What needs to be done
Please arrange all of the data below as a two-column CSV with the header input,output, one row per item, putting its text in input and its answer in output. Wrap each field in double quotes and turn every line break within a field into a space.

Saved entries
---+---

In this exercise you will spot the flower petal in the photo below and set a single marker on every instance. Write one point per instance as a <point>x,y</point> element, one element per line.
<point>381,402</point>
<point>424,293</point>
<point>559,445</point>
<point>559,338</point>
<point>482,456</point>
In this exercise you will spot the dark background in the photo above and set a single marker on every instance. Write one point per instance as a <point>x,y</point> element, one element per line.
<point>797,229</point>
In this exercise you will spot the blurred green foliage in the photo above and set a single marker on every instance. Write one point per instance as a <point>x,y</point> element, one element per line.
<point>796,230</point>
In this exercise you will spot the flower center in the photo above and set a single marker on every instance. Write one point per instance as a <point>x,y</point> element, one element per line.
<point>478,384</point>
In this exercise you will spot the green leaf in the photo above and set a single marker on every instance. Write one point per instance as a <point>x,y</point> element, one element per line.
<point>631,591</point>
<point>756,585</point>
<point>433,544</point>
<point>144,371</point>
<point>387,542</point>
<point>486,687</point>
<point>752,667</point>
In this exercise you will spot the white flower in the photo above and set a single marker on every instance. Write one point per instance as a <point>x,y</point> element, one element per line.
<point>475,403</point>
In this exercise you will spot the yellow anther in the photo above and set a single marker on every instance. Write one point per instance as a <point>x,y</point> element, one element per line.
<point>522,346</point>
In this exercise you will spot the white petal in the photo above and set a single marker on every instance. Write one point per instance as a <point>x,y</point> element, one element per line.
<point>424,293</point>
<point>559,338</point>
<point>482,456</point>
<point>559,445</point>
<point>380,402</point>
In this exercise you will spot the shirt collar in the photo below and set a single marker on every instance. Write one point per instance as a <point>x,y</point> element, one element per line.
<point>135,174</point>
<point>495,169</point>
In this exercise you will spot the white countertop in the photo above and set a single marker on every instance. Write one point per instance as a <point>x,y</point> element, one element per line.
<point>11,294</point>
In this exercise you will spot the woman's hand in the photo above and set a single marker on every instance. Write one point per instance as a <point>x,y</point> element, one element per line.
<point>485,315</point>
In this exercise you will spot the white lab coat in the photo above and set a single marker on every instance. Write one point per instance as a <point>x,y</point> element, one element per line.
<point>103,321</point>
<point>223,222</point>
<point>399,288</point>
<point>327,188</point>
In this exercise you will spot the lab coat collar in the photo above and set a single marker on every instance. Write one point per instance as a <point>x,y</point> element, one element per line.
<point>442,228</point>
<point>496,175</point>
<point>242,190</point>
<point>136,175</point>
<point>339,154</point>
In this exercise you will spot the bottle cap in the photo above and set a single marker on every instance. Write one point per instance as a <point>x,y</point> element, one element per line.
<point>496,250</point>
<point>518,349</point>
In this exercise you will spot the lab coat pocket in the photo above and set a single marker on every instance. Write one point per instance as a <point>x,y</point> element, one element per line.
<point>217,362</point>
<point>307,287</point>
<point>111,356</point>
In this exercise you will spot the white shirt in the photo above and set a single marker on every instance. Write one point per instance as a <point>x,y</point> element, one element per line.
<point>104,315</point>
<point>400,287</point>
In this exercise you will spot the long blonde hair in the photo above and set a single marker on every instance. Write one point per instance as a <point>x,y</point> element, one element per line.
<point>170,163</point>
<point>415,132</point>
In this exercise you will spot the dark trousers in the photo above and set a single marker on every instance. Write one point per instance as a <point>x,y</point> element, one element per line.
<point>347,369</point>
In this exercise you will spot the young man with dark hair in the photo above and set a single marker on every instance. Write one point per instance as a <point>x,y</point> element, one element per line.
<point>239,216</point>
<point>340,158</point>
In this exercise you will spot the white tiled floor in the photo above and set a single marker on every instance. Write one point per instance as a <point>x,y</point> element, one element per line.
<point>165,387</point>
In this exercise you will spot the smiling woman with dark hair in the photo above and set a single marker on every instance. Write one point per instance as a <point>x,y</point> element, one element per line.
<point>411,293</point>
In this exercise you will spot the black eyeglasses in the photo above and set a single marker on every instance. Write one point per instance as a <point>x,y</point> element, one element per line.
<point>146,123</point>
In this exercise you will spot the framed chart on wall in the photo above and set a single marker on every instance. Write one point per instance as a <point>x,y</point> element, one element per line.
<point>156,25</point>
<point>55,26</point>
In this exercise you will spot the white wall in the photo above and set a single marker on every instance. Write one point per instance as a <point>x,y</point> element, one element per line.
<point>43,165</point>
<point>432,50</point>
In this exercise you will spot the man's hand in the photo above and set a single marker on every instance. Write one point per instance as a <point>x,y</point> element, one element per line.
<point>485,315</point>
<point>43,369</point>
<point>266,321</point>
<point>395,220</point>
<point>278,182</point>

---+---

Response below
input,output
"In this exercise you will spot the flower petal in the photo below and set a single marker on every instance. Write one point per instance as a <point>x,y</point> element, one element per line.","<point>381,402</point> <point>424,293</point> <point>559,445</point> <point>559,338</point> <point>482,456</point>"
"In this exercise you will spot the dark background in the photo above and set a single marker on every instance. Write one point per instance as a <point>x,y</point> element, one element per line.","<point>797,229</point>"
"In this exercise you will spot the blurred green foliage in the photo above and set a single marker on every instance. Write one point per instance as a <point>x,y</point> element, one element per line.","<point>796,230</point>"
"In this exercise you will spot the flower center in the photo above and set a single marker on every instance. Write one point per instance as a <point>x,y</point> element, one element per line.","<point>478,384</point>"
"In this exercise you will spot the green leaf in the photo above and set a single marker on every instance. Write one point per instance as a <point>x,y</point> element, one element per line.","<point>631,591</point> <point>756,585</point> <point>433,544</point> <point>144,371</point> <point>387,542</point> <point>486,687</point> <point>752,667</point>"
"In this exercise you will spot the white flower in the photo above and set a single marker on every instance. Write one point per instance as a <point>x,y</point> element, one element per line.","<point>475,403</point>"
"In this exercise you will spot the yellow anther in the photo above and set a single marker on every instance. Write one point per instance as a <point>x,y</point> element, one element per line.","<point>522,346</point>"
"In this exercise you will spot the white petal in the photo above and set a single marker on every instance. Write one point per instance as a <point>x,y</point> element, one element per line.","<point>424,293</point> <point>559,338</point> <point>482,456</point> <point>559,445</point> <point>380,402</point>"
"In this exercise you will spot the shirt collar in the photo below and set a single marker on every instance. Write one point per instance as a <point>x,y</point> element, one element per line.","<point>135,174</point> <point>495,169</point>"
"In this exercise you will spot the white countertop in the photo above and set a single marker on every instance. Write one point per instance as a <point>x,y</point> element, one element per line.","<point>11,294</point>"
"In this exercise you will spot the woman's hand in the photo above and set a single marker on every instance. Write one point per instance as a <point>x,y</point> element, one element per line.","<point>485,315</point>"
"In this exercise you will spot the white lab coat in the photo above and set a single marker on every instance. Write one point per instance as a <point>x,y</point> element, one element per line.","<point>103,321</point> <point>223,222</point> <point>399,288</point> <point>327,188</point>"
"In this exercise you will spot the lab coat collar in the photo above and set a single marker on every instance. Write one point per instance as a <point>x,y</point> element, one element per line.","<point>442,228</point> <point>496,175</point> <point>242,190</point> <point>136,175</point> <point>339,154</point>"
"In this exercise you will spot the bottle cap in the photo above and set a single marker on every instance. Write one point per instance as a <point>x,y</point> element, one element per line.","<point>496,250</point> <point>518,349</point>"
"In this exercise you will spot the lab coat pocket in the photo above and set a single marker on every instance. Write one point per instance as a <point>x,y</point> element, one element per line.","<point>217,362</point> <point>307,287</point> <point>111,356</point>"
"In this exercise you will spot the white shirt in the photo above and set a single marker on every instance. Write one point per instance as a <point>x,y</point> element, one element per line.","<point>104,315</point> <point>400,287</point>"
"In this exercise you will spot the long blonde hair in the photo above and set a single marker on every instance. Write one point per instance as a <point>x,y</point> element, one element per line.","<point>170,163</point> <point>415,132</point>"
"In this exercise you will spot the dark trousers in the photo above and set a single marker on every instance. Write one point per instance as a <point>x,y</point> element, one element per line.","<point>347,369</point>"
"In this exercise you will spot the young man with dark hair in the photo above and set a single marker on every instance. Write one point per instance as a <point>x,y</point> element, one element per line.","<point>239,216</point> <point>340,158</point>"
"In this exercise you will spot the white tiled floor in the photo above and set a single marker on every instance. Write one point per instance as a <point>x,y</point> element, one element per line.","<point>165,387</point>"
"In this exercise you will spot the smiling woman with dark hair in the photo above and set a single marker on every instance. Write one point per instance as a <point>x,y</point> element, one element per line.","<point>411,293</point>"
"In this exercise you will spot the black eyeglasses in the photo above and set a single marker on every instance. Write one point per instance as a <point>x,y</point> element, one element per line.","<point>146,123</point>"
"In this exercise you will spot the framed chart on wall in the photo above and set a single marker on every instance. Write one point per instance as a <point>x,y</point> element, one element per line.","<point>156,25</point> <point>55,26</point>"
"In this exercise you will spot the white wall in the photo above and set a single marker on every instance. Write one point per instance as a <point>x,y</point> element, one element per line.","<point>43,165</point> <point>432,50</point>"
"In this exercise you will spot the man's hand in the photo above and set a single marker on every instance. Write one point per instance as a <point>x,y</point> element, one element per line.","<point>485,315</point> <point>43,369</point> <point>266,321</point> <point>395,220</point> <point>278,182</point>"